Problem statement: For this exercise, output the line holding "In this exercise you will tag the inscription" and all subsequent lines of the entries below, unchanged, up to and including the last.

Data supplied:
———

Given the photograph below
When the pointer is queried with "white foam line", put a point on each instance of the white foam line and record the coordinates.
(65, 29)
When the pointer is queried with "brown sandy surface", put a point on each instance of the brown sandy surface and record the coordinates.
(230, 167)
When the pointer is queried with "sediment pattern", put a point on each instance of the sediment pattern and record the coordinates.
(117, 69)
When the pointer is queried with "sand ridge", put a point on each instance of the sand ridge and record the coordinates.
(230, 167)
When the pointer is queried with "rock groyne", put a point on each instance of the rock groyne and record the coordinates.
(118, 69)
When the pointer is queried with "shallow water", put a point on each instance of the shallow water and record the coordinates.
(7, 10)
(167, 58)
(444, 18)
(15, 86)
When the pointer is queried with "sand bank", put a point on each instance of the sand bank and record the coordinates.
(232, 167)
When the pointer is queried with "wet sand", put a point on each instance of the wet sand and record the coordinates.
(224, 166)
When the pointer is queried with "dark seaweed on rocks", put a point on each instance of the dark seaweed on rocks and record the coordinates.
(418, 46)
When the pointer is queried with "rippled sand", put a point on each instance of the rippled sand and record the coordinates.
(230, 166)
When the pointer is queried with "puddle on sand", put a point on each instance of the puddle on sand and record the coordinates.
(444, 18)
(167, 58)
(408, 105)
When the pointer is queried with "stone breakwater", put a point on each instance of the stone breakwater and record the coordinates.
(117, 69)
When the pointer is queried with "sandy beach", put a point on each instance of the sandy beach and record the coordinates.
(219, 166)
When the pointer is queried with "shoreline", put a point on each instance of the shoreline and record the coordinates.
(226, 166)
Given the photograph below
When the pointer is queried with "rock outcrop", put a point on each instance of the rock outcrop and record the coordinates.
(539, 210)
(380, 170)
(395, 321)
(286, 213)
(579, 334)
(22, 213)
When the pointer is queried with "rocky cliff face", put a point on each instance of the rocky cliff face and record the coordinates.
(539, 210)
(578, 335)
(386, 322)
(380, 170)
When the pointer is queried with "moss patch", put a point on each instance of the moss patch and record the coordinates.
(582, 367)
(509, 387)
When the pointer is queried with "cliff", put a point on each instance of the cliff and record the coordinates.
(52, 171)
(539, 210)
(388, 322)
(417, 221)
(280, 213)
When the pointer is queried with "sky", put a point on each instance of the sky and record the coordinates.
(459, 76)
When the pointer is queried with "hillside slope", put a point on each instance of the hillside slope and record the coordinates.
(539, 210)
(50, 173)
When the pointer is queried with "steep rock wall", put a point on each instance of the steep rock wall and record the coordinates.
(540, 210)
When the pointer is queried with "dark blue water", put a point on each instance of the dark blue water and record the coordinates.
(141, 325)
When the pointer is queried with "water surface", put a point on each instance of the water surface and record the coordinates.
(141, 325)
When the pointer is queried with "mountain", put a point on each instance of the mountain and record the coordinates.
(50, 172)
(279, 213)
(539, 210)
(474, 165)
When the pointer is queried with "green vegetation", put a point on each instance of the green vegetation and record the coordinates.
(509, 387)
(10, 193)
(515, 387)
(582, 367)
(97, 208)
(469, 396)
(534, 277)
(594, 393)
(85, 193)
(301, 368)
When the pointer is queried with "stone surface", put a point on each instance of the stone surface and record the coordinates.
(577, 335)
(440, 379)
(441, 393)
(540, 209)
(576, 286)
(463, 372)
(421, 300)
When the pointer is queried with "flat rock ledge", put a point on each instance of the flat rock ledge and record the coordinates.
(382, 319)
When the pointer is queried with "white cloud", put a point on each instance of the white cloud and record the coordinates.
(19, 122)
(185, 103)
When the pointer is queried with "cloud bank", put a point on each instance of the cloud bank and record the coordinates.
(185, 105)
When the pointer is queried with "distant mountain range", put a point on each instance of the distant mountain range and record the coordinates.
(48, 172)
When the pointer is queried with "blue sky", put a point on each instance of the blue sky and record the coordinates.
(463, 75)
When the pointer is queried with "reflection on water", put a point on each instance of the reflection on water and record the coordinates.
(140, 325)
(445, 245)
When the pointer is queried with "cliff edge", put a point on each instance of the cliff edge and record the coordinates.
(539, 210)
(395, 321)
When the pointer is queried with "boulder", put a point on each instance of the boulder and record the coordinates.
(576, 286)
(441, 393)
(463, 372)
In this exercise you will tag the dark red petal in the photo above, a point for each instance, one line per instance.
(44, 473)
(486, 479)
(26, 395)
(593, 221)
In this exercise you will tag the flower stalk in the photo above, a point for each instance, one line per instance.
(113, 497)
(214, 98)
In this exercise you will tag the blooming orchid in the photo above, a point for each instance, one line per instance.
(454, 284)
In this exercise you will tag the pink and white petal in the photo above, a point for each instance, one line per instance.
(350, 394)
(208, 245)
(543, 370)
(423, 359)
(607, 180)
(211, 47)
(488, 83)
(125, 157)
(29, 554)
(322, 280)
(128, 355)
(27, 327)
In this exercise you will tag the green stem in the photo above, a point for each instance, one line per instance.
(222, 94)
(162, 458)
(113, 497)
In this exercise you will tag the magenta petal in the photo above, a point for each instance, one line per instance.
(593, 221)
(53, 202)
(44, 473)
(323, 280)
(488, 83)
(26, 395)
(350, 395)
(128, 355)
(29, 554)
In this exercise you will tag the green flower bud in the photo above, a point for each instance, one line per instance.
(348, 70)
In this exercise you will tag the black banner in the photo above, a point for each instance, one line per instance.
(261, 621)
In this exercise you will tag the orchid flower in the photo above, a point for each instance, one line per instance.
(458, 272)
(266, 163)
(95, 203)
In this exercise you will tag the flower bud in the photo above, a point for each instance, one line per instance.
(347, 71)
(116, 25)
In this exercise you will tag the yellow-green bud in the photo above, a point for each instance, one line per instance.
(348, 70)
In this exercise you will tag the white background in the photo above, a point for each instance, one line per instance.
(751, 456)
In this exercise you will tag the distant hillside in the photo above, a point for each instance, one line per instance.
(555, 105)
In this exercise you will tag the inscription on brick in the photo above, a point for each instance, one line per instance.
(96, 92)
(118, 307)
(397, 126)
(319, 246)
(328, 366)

———

Result of the exercise:
In this exercise you will tag the inscription on brick in the photo above, a point for each instance, one line per instance.
(96, 92)
(118, 307)
(397, 126)
(319, 246)
(328, 366)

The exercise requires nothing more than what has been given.